- EXERCISE INSTRUCTIONS -
Copy out word for word the lines of the material below that run from the line containing "In the screenshot above, where is the bollard" through the line containing "[123,61,213,210]", including both of those lines.

** START OF INPUT RECORDS **

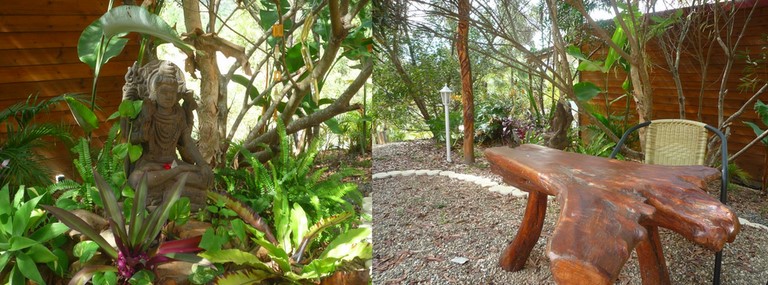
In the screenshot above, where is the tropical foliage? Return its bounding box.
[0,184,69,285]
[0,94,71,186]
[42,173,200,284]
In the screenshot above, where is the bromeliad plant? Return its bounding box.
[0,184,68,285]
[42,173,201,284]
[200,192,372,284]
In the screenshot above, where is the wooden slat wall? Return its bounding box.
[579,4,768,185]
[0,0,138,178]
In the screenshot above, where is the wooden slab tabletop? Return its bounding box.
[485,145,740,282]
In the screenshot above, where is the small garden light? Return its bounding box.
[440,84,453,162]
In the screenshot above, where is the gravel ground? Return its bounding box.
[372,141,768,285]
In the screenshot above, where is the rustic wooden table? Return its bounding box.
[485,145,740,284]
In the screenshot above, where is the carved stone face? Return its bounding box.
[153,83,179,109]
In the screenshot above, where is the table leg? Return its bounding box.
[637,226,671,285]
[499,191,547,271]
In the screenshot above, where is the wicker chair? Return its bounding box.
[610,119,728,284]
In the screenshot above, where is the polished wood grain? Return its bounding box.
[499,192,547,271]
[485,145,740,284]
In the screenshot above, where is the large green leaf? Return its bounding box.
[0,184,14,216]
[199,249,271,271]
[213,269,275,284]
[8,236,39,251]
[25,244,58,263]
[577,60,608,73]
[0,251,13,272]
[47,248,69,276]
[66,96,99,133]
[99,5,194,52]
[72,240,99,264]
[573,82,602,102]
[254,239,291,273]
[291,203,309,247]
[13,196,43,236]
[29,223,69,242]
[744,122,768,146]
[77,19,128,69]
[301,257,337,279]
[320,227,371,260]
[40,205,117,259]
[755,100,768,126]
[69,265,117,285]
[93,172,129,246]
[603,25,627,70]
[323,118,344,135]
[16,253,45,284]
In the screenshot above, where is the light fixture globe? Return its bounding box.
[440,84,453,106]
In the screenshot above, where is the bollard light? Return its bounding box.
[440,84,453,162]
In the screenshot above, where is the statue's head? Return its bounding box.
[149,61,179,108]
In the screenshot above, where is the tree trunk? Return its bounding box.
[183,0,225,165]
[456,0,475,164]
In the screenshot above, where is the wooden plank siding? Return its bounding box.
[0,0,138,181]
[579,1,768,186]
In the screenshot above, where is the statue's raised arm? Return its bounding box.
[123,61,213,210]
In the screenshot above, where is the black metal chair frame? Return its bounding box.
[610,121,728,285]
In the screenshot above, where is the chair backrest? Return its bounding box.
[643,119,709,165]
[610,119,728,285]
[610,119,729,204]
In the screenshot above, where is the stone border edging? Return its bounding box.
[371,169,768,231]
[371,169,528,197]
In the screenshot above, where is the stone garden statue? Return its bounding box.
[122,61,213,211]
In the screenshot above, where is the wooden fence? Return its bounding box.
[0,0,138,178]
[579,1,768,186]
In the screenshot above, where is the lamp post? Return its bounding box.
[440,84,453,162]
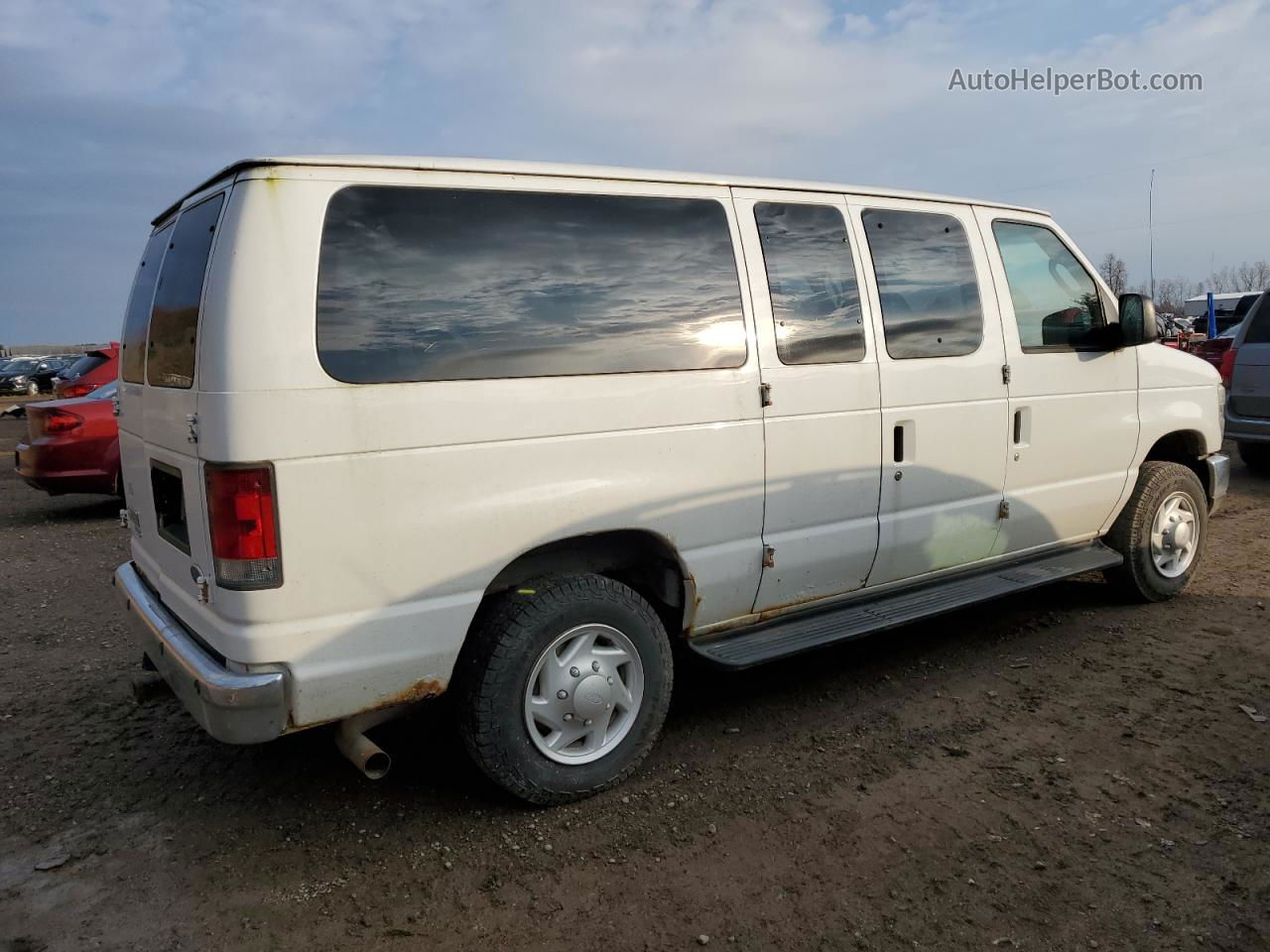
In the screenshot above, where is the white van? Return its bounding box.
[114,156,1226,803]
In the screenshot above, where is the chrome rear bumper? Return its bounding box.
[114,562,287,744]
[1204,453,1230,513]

** END OF INPUT RECORDS **
** START OF INPUT RECORDS **

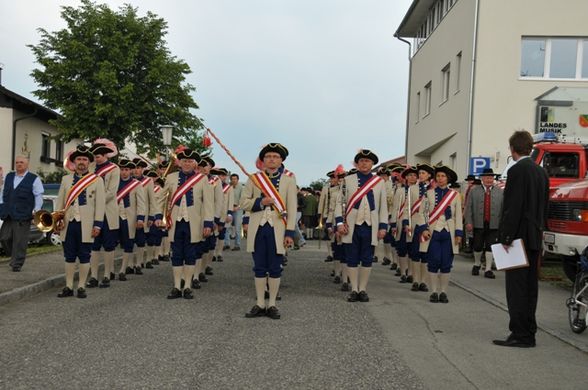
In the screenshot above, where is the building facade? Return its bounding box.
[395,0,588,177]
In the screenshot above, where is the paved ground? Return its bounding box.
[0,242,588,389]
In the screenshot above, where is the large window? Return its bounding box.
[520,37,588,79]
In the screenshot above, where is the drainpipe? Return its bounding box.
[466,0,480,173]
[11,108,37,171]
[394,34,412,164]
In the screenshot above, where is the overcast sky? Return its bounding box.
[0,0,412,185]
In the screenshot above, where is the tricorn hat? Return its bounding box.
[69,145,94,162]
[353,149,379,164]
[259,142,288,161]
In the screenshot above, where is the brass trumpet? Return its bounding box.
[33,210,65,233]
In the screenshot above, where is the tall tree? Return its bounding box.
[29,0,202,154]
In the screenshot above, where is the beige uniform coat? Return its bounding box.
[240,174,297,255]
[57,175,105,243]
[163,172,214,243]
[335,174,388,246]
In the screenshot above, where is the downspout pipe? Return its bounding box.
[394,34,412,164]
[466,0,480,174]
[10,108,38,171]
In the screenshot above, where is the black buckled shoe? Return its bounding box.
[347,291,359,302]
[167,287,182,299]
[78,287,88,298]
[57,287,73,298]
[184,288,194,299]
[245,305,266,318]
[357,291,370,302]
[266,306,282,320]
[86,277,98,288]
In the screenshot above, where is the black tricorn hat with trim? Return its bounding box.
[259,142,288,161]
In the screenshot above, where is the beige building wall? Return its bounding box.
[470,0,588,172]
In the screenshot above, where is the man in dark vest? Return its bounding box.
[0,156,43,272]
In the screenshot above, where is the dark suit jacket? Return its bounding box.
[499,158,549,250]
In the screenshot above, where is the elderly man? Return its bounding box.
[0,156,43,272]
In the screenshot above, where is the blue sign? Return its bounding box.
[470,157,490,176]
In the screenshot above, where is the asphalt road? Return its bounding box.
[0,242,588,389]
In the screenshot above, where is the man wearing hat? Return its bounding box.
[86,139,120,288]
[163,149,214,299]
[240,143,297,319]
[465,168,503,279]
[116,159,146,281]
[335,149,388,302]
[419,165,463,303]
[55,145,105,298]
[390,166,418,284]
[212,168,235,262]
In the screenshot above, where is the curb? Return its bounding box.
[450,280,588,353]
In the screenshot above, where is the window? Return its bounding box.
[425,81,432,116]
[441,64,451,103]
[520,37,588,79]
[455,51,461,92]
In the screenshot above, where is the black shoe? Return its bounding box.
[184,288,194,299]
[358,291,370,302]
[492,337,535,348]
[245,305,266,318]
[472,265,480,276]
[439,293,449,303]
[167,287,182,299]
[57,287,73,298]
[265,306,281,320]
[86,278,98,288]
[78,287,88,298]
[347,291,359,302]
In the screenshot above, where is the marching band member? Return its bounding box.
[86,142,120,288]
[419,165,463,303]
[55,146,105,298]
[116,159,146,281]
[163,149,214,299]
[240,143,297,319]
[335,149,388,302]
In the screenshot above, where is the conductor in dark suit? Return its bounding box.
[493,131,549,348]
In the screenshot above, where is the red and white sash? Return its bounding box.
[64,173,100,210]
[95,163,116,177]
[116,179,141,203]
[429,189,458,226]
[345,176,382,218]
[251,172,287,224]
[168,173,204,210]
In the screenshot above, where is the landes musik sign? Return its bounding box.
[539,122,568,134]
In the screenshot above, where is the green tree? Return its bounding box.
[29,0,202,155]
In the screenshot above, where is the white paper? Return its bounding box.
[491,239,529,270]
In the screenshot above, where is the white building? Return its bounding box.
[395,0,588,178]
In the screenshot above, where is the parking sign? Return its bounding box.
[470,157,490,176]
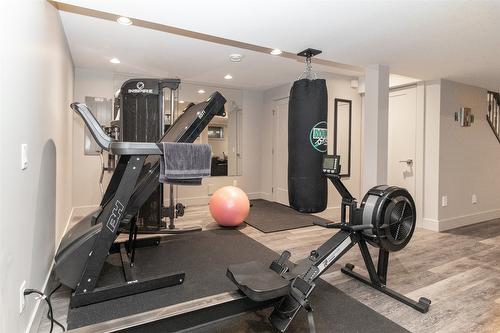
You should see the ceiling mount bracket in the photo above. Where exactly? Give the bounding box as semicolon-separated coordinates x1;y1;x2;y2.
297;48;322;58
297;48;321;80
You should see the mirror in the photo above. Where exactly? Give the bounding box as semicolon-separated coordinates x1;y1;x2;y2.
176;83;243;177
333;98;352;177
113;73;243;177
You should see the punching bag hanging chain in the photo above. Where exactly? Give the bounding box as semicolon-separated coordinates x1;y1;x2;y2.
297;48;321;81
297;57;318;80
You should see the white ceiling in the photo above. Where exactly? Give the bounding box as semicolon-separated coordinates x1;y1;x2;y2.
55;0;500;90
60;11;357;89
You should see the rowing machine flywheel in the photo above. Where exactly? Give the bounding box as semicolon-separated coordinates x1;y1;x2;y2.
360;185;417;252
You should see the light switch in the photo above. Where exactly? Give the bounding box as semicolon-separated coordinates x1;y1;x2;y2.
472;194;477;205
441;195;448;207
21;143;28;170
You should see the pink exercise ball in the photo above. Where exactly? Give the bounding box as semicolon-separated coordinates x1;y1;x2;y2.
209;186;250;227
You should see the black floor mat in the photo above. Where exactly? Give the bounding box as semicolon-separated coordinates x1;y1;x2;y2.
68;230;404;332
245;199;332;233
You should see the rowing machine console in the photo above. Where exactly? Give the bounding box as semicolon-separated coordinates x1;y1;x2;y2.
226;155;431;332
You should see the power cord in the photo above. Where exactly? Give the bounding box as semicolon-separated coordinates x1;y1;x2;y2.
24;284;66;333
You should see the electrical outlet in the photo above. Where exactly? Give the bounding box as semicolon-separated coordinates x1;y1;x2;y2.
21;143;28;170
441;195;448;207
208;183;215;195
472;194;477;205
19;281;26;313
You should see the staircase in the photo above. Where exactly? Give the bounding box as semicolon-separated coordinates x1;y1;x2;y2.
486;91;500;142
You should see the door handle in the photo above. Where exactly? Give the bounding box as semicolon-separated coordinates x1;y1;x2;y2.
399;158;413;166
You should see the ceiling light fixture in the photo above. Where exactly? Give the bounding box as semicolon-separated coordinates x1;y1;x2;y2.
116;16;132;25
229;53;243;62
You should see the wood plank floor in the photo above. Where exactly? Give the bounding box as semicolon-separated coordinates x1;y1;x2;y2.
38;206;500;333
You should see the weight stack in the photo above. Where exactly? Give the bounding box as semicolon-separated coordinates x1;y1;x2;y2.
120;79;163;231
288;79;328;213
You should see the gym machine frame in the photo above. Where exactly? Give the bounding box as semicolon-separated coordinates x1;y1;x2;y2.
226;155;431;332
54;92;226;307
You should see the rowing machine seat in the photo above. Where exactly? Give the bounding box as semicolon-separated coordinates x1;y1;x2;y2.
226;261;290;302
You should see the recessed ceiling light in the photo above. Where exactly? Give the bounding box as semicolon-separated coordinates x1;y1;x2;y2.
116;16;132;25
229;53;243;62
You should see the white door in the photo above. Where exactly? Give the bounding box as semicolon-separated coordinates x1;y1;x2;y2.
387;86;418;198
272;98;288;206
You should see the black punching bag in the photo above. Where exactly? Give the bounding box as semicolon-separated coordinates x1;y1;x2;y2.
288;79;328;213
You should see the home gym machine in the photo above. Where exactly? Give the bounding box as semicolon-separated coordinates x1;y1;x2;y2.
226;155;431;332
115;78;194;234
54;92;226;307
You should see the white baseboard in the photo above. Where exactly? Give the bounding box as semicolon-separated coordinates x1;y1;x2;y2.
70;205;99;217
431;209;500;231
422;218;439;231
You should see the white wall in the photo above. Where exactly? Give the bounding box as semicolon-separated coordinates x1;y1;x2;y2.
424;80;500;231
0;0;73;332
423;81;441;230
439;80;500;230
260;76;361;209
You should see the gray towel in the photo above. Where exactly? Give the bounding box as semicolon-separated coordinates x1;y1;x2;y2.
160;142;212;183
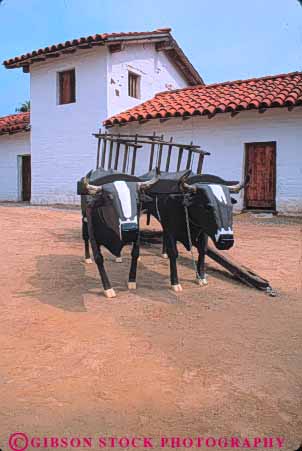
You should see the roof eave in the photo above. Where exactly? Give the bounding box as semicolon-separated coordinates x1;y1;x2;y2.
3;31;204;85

** END OF INPUT RECORDS **
** START OF INPUT RECORDS **

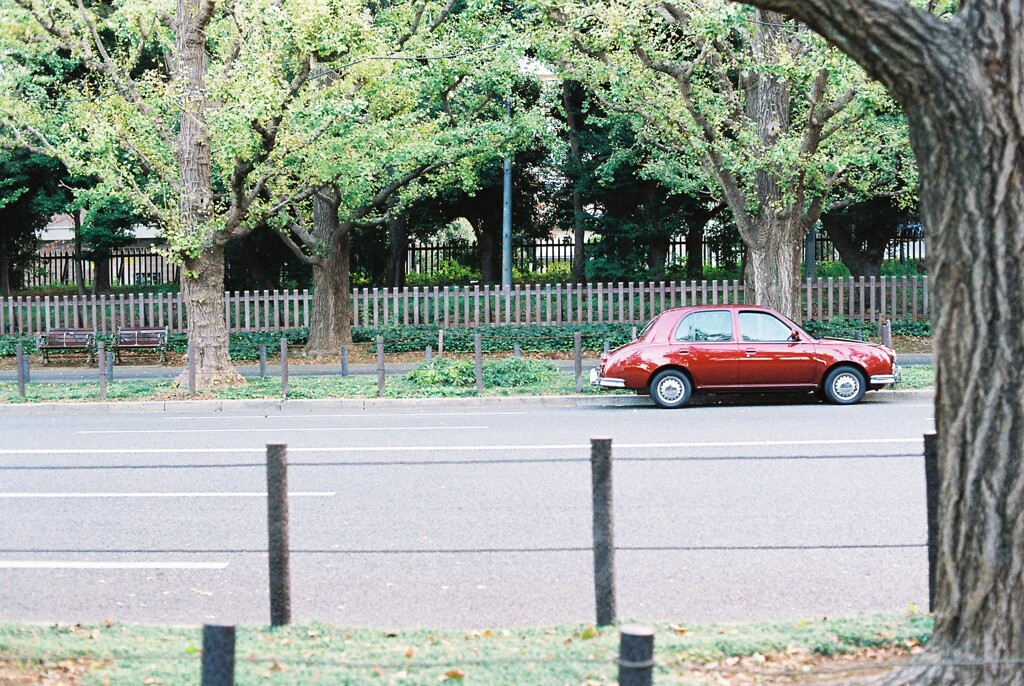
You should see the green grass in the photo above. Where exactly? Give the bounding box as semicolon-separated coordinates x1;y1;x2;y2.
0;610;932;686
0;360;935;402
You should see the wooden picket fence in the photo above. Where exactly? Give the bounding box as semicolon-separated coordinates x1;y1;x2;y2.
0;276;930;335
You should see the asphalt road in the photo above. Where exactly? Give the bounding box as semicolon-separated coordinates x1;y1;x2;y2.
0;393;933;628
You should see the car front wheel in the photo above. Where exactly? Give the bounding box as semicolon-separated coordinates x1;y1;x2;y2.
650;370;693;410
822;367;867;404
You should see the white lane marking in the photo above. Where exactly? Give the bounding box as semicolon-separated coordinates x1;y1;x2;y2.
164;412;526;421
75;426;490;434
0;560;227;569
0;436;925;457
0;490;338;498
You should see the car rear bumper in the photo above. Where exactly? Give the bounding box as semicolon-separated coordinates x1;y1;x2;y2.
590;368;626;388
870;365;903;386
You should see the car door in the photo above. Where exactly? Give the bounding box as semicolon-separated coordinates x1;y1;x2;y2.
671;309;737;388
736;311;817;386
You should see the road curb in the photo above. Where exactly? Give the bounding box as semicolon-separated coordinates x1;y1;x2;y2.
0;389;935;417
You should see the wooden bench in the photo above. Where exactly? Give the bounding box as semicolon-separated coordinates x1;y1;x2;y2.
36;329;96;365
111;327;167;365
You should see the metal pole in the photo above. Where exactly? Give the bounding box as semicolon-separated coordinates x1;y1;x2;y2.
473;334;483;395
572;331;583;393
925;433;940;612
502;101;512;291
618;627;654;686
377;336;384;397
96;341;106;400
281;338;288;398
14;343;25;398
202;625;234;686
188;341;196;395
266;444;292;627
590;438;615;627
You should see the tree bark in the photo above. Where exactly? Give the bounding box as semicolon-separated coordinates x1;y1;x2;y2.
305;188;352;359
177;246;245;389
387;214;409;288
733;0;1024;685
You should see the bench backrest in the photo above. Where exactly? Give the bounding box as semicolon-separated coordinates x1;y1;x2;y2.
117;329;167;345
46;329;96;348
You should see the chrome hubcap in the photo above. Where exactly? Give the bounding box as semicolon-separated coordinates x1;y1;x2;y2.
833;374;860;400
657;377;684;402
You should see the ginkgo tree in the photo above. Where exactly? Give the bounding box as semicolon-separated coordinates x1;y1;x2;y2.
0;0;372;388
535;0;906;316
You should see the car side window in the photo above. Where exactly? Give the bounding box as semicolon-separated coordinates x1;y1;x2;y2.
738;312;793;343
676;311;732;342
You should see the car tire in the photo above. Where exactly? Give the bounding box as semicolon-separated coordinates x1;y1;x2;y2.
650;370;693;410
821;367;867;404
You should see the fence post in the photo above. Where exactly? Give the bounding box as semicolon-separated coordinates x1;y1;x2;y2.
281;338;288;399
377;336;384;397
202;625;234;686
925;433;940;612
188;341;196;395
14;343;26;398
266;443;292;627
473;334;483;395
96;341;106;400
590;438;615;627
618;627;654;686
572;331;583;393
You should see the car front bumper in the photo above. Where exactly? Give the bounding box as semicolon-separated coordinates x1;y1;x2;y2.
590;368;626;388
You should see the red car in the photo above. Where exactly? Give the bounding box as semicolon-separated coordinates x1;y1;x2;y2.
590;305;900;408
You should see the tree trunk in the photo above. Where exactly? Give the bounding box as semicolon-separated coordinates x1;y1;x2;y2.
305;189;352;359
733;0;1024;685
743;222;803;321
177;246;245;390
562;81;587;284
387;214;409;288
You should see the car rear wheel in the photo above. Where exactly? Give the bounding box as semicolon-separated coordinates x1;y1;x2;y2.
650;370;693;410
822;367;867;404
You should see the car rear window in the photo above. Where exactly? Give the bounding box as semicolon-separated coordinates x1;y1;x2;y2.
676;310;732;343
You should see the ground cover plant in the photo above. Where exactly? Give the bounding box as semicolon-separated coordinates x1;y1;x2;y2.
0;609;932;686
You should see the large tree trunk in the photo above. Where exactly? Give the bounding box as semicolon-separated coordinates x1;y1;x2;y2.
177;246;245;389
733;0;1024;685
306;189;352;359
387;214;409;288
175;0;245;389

** END OF INPUT RECORDS **

- PROBLEM SOLUTION -
In the screenshot above, where is the bollard light? Return its bounding box.
[440,84,453,162]
In the screenshot above, where is the statue's head? Return its bounding box.
[149,61,179,108]
In the screenshot above, where is the tree trunk? Return its bounding box.
[183,0,225,165]
[456,0,475,164]
In the screenshot above, where is the wooden plank siding? Return its bounding box.
[0,0,138,181]
[579,1,768,186]
In the screenshot above, where is the statue's raised arm? Return its bounding box.
[123,61,213,210]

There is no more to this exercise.